__Task requirements__
Count how many lines in the listing below contain the word "player" and give only that number.

__Data to use__
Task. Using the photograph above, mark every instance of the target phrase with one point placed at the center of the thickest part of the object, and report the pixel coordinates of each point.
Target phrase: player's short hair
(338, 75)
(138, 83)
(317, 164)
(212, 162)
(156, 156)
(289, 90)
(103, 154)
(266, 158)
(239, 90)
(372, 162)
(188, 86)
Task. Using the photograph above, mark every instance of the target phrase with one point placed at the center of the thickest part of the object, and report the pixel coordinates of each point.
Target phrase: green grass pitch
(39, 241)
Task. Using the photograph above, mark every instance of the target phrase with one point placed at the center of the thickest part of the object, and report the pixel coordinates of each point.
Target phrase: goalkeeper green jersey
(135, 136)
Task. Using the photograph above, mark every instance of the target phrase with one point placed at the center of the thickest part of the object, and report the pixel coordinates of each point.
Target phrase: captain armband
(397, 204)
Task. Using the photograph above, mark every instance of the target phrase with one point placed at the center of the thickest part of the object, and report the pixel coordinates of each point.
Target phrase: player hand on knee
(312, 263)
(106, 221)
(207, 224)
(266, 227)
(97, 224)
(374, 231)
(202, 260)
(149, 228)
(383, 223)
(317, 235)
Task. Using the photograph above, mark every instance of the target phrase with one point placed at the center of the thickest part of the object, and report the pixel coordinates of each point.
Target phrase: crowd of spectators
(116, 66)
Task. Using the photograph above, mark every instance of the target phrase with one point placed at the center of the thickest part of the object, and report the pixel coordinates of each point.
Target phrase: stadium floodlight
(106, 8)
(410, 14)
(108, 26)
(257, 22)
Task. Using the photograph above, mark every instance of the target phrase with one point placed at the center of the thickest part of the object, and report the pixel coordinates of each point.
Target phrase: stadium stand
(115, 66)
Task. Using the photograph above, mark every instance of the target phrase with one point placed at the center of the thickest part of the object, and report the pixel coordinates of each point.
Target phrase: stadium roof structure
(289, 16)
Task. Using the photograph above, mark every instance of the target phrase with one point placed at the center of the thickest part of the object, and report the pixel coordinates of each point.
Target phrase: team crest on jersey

__Result of this exercise__
2